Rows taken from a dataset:
## START

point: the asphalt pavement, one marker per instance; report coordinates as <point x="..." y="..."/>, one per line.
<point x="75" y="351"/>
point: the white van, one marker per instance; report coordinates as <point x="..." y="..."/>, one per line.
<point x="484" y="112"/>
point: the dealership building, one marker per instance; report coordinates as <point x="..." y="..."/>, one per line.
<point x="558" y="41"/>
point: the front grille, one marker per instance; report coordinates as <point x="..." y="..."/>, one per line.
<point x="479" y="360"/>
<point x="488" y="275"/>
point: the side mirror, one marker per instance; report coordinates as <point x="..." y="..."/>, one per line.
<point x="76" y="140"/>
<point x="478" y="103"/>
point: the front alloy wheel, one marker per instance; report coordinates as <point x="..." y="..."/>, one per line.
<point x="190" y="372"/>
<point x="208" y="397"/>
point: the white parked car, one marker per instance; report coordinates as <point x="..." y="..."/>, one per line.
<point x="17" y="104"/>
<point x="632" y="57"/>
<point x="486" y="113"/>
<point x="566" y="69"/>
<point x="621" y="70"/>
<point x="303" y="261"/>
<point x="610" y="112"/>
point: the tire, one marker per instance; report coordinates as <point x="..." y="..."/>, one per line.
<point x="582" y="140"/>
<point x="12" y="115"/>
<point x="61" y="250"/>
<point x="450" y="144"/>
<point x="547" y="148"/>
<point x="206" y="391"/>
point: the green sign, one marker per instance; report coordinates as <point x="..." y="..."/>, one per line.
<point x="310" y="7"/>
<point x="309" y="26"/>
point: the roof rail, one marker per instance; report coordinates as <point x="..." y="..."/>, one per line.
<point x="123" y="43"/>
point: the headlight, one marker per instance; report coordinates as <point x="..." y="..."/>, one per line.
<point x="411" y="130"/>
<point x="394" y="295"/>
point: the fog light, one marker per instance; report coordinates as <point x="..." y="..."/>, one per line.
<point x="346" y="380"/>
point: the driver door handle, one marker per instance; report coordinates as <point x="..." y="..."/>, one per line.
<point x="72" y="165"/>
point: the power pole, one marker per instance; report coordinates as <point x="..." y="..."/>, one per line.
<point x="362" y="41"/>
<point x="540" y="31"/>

## END

Given task: Add 128 to every x and y coordinate in the answers, and write out every line of the items, starting with the line that contains "point: the front alloy" and going on through the final line of the items.

Exercise response:
point: the front alloy wheel, one marker per instance; report coordinates as <point x="..." y="..."/>, one per line.
<point x="318" y="500"/>
<point x="336" y="525"/>
point: the white parked car, one marker per instance; report coordinates as <point x="..." y="..."/>, one per line.
<point x="145" y="232"/>
<point x="760" y="185"/>
<point x="614" y="241"/>
<point x="694" y="197"/>
<point x="749" y="198"/>
<point x="431" y="389"/>
<point x="738" y="240"/>
point: the tire, one marker per instance; report coordinates as <point x="..." y="..."/>, one per line.
<point x="710" y="268"/>
<point x="140" y="243"/>
<point x="189" y="378"/>
<point x="578" y="272"/>
<point x="675" y="276"/>
<point x="334" y="519"/>
point: the green sign, one marker per instance; report coordinates as <point x="..." y="..."/>, one per line.
<point x="438" y="135"/>
<point x="437" y="154"/>
point: the roof rail, one marker per instance; report coordinates as <point x="..." y="..."/>, one per line.
<point x="251" y="171"/>
point: the headlight, one marker per instance; report coordinates as <point x="..." y="..."/>, one per line.
<point x="539" y="258"/>
<point x="522" y="423"/>
point: the fog light, one marker per instance; report coordinates as <point x="..." y="..."/>, one per line.
<point x="474" y="508"/>
point: the driver door handle, one marker per instance; report coordinates as <point x="..." y="..."/>, one per line.
<point x="200" y="293"/>
point: the power pole, one marker per instance; report coordinates as <point x="..." y="..."/>, one per line.
<point x="490" y="169"/>
<point x="668" y="159"/>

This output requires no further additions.